# Görev 1
Deprem davranışı çalışmalarını özetleyen metne göre, Eskişehir'deki konsol binalarla ilgili çalışmada konsol boyutlarının en fazla kaç metre olması tercih edilmelidir?
# Görev 2
Binaların deprem davranışı üzerine yapılan çalışmaları özetleyen metni son cümlesinden sonra sürdürün.

# Belge bölümü
····················

Doğan, M., vd.’nin 2007 yılında yayınlanan, Eskişehir’deki konsol binalardaki deprem etkisi ile ilgili çalışmalarında, son yönetmelik düzenlemelerinden sonra azalmasına karşın hala mevcut olan konsol ve çıkmalı yapılar incelenmiş, konsol boyu artışının ve konsola oturan duvar yükünün eksantrisiteye etkisine değinilmiş, varolan konsol boyutlarının 1.00 metreyi aşmamasının tercih edilmesi gerektiği belirtilip, deprem davranışını olumsuz etkilemesi açısından hiç uygulanmaması gerektiği sonucuna varılmıştır.

Bal, E., vd’nin 2006’da yayınlanan, çevre çerçeve kiriş süreksizliğinin yapı deprem davranışı üzerindeki etkilerinin, oniki örnek bina üzerinde araştırıldığı çalışmalarında, kolon – döşeme birleşimlerinin güvenliğinin tahkik edilmesi tavsiye edilip, mevcut binalarda çevre çerçeve kirişi eksikliğinin 1998 yılı öncesi ve sonrası yönetmeliklere göre tasarlanan binalarda bina dayanımını %50’ye varan düzeyde

azalttığı belirtilmiştir. Yapı sünekliliği konusunda ise, çevre çerçevelere eklenen kirişler, eski örnek binalarda kuvvetli kolon-zayıf kiriş şeklinde bir kapasite tasarımına uyulmadığından önemli süneklik düşüşlerine neden olurken, yeni binalarda ise, binanın mevcut kirişlerinin kolonlardan daha zayıf olması gerektiğinden, çevre çerçeve kirişlerinin yapı sünekliğini çok fazla değiştirmediği vurgulanmıştır.

····················

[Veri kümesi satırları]
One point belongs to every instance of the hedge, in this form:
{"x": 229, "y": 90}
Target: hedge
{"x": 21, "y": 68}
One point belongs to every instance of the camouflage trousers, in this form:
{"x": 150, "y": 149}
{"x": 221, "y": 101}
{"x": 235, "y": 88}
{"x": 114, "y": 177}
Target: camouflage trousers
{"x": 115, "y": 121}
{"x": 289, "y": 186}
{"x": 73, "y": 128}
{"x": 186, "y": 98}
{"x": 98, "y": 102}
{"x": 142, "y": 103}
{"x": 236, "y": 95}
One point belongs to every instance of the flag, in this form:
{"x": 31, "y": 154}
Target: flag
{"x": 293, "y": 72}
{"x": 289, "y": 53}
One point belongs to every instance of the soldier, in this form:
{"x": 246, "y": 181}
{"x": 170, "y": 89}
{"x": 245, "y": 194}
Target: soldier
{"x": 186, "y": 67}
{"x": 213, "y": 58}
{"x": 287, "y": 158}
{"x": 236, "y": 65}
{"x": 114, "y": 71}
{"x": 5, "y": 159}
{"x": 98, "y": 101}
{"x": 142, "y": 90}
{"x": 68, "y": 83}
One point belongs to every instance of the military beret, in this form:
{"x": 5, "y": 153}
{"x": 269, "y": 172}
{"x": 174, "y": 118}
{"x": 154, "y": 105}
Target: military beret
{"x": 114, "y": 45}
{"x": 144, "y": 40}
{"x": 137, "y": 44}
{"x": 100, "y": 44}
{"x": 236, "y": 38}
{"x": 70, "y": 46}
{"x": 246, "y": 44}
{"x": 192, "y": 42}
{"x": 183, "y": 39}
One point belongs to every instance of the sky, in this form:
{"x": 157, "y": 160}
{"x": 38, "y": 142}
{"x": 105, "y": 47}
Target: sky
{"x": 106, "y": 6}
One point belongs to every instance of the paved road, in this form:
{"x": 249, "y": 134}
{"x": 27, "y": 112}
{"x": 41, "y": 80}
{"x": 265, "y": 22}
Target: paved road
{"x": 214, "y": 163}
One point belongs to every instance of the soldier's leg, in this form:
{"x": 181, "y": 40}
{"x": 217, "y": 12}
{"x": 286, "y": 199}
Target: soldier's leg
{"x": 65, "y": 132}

····················

# Sonuç 1
1.00 metre.

# Sonuç 2
Özmen, G. vd.nin 2002 yılında yayınlanan, burulma düzensizliği taşıyan çok katlı yapıların deprem yükleri altındaki davranışlarının incelendiği çalışmada, burulma düzensizliği taşıyan yapıların düzenli yapılara göre deprem durumunda daha fazla etkilenecekleri belirtilip, iç kuvvetlerdeki artışları incelemek amacıyla, ±%5 eksantrisite yerine arttırılmış eksantrisite değerleri kullanılmıştır. Beş adet on katlı perdeli çerçeveli örnek binalarda yapılan sayısal incelemelerde, burulma düzensizliği sebebiyle yapıların esnek bölgelerindeki en kritik kiriş ve kolonlarda oluşan iç kuvvet artışlarının %10 mertebelerinde olduğu belirlenmiştir. Bu tarz tehlikeli burulma düzensizliği durumları için, şartnamelerde daha ciddi sınırların getirilmesi gerektiği sonucuna ulaşılmıştır.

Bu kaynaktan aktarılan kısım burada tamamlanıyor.